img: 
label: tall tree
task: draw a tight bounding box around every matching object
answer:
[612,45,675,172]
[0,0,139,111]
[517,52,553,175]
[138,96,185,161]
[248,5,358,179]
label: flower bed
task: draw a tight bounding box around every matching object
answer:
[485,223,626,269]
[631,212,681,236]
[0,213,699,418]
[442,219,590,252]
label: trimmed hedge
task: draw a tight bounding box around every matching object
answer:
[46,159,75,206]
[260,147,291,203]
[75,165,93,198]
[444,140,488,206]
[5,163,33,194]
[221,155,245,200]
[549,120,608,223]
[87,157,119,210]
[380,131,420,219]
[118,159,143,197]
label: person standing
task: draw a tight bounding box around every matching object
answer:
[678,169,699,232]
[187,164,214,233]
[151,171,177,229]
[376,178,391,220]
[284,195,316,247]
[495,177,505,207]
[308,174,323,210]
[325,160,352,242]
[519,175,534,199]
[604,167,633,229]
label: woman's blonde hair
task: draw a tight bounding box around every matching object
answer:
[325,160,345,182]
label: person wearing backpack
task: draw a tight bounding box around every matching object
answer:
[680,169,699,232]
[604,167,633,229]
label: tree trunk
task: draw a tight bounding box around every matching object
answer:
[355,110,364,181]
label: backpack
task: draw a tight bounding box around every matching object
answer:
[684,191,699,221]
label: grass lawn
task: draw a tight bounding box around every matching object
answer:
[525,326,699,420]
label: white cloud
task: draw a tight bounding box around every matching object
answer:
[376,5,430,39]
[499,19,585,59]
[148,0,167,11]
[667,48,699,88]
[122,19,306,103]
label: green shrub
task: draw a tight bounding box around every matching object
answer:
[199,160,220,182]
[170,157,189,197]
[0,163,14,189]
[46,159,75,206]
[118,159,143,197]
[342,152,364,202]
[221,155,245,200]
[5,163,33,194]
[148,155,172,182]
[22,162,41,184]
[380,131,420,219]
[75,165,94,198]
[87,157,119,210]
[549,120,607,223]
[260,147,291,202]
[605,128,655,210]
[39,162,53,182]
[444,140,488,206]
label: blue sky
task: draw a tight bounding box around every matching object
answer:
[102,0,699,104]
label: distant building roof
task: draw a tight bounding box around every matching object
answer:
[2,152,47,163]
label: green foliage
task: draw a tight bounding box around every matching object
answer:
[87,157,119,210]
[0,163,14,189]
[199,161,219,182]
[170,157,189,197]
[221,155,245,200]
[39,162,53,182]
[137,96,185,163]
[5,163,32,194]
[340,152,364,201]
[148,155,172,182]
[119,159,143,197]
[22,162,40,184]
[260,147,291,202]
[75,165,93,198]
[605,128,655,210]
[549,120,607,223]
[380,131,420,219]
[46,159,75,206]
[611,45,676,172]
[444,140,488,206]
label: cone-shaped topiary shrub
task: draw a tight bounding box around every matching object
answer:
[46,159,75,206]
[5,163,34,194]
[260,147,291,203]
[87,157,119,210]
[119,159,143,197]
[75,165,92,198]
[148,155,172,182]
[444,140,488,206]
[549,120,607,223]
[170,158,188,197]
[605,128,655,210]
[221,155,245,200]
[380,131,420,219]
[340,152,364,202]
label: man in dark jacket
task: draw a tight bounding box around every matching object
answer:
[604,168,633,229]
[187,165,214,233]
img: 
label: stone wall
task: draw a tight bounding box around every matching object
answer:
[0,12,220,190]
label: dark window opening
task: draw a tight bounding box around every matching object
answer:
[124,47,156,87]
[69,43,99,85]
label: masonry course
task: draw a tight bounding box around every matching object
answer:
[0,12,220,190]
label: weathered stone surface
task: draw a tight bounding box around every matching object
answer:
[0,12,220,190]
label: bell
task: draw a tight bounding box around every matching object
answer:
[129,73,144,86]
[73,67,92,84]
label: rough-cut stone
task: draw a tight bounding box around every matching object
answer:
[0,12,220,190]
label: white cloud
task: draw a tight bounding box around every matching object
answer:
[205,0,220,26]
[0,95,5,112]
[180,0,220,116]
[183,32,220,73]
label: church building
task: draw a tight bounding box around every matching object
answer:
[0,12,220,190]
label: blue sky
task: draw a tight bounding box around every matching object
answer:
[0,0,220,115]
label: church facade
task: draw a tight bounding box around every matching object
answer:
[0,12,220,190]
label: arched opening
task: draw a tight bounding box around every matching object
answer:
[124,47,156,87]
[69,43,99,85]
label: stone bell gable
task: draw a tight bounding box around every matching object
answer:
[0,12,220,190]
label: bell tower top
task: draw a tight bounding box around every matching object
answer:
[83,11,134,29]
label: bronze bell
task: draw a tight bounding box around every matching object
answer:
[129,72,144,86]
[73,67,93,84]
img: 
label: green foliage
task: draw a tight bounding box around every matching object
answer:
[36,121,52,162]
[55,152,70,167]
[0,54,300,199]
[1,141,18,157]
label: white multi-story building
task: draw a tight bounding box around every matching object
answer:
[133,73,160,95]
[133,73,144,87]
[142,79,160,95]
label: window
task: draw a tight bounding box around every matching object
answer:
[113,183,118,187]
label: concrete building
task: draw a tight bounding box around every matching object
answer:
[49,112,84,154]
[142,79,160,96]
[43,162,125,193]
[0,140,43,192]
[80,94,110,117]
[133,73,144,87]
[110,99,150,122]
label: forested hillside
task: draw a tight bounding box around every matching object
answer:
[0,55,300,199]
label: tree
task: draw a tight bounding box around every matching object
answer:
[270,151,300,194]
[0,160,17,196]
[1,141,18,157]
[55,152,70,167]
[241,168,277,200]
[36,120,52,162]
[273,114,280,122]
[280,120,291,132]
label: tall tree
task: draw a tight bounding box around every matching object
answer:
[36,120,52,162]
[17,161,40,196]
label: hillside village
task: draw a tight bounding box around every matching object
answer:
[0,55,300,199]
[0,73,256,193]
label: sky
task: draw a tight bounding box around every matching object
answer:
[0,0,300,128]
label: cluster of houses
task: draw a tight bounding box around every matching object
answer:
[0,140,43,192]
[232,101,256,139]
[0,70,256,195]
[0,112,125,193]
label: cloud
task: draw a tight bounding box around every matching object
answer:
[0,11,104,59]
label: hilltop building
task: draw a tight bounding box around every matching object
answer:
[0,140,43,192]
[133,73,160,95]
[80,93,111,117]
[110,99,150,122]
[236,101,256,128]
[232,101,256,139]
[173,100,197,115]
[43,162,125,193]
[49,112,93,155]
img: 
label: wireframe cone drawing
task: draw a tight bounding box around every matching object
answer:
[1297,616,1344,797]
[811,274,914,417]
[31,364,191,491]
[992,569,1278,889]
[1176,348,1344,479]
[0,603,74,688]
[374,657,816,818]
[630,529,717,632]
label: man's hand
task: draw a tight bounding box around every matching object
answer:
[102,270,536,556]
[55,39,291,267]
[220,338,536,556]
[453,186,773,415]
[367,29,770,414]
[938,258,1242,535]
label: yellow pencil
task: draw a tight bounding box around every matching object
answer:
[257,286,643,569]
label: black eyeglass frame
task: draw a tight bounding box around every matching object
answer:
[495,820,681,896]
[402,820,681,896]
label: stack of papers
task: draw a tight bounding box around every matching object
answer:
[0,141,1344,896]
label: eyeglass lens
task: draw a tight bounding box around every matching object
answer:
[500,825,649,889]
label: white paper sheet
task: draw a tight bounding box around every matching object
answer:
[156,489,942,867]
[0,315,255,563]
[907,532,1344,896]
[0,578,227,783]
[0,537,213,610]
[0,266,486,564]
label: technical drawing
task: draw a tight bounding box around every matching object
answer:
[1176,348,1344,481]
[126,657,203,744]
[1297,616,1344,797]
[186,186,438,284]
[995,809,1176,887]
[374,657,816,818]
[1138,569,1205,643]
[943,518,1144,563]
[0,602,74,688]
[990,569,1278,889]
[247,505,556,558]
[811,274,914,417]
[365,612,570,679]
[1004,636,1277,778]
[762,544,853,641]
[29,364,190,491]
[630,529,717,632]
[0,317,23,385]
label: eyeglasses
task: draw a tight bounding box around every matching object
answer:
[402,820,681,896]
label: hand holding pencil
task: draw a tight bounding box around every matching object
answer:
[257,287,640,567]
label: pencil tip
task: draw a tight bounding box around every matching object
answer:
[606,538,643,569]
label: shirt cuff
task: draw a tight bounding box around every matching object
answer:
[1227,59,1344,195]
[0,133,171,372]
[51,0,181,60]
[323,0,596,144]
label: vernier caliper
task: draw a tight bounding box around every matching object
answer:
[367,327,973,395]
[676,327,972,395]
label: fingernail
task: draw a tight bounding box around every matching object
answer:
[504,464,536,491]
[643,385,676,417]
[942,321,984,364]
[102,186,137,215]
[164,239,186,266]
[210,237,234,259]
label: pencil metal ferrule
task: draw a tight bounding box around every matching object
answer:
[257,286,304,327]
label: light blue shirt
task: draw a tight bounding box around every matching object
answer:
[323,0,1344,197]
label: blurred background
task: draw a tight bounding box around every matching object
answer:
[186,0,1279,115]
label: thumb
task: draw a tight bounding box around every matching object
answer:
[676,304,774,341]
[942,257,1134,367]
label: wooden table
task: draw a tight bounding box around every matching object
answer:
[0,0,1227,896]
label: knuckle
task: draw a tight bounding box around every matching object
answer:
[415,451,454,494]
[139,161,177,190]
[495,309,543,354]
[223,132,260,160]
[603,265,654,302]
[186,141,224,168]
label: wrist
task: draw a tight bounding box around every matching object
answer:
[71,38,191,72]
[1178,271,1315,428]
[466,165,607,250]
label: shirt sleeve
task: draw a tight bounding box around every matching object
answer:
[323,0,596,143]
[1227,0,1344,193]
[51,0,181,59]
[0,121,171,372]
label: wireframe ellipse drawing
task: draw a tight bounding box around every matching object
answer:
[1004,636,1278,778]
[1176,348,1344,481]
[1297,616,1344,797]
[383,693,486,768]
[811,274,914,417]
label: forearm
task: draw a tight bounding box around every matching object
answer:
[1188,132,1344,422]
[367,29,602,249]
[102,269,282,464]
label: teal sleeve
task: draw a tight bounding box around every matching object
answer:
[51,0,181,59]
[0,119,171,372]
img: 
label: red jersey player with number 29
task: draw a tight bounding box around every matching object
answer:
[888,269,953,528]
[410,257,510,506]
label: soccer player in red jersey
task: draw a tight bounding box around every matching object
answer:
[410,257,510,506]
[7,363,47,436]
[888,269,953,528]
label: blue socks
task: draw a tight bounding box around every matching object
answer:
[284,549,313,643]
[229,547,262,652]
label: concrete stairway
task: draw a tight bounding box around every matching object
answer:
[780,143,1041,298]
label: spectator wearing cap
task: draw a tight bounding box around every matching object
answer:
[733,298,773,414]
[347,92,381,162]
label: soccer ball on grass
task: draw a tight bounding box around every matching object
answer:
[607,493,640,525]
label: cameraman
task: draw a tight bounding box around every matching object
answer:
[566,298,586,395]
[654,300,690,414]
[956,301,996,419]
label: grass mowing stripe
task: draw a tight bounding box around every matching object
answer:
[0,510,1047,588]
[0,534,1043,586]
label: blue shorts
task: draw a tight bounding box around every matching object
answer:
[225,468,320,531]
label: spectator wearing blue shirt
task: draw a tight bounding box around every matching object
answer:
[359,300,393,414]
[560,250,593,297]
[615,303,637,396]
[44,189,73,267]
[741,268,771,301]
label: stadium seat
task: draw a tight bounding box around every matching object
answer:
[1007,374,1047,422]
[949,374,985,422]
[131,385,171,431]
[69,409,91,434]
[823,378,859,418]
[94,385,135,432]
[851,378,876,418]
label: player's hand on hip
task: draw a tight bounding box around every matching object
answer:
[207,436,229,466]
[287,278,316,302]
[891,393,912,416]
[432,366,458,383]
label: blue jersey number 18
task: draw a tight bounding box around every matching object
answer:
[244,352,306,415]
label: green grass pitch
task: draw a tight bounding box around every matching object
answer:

* Aim of the exercise:
Please retype everything in the listing above from the line containing "label: person standing" down to the line containing "[2,152,47,163]", both included.

* Solution:
label: person standing
task: draw a tight bounding box around every matching object
answer:
[678,169,699,232]
[187,164,214,233]
[151,171,177,229]
[376,178,391,220]
[284,195,316,247]
[495,177,505,207]
[308,174,323,210]
[325,160,352,242]
[519,175,534,199]
[604,167,633,229]
label: woman's blonde hair
task: draw a tight bounding box around every matching object
answer:
[325,160,345,182]
label: person wearing backpack
task: draw a tight bounding box around every matching object
answer:
[680,169,699,232]
[604,167,633,229]
label: tree trunk
task: draw a tight bounding box around every matching object
answer:
[355,110,364,181]
label: backpack
task: draw a tight bounding box around every matching object
answer:
[684,191,699,221]
label: grass lawn
task: draw a tight bounding box around every matching object
answer:
[525,326,699,420]
label: white cloud
task: draw a tight bounding box around every matching object
answer:
[376,5,430,39]
[499,19,585,59]
[148,0,167,11]
[667,48,699,88]
[122,19,306,103]
label: green shrub
task: draw a tight bounding box around every matching object
answer:
[199,160,220,182]
[170,157,189,197]
[0,163,14,189]
[46,159,75,206]
[118,159,143,197]
[342,152,364,202]
[221,155,245,200]
[5,163,33,194]
[148,155,172,182]
[22,162,41,184]
[380,131,420,219]
[75,165,94,198]
[87,157,119,210]
[549,120,607,223]
[260,147,291,202]
[605,128,655,210]
[39,162,53,182]
[444,140,488,206]
label: blue sky
task: draw a tight bounding box around every matching object
answer:
[102,0,699,104]
label: distant building roof
task: draw a tight bounding box around every matching object
answer:
[2,152,47,163]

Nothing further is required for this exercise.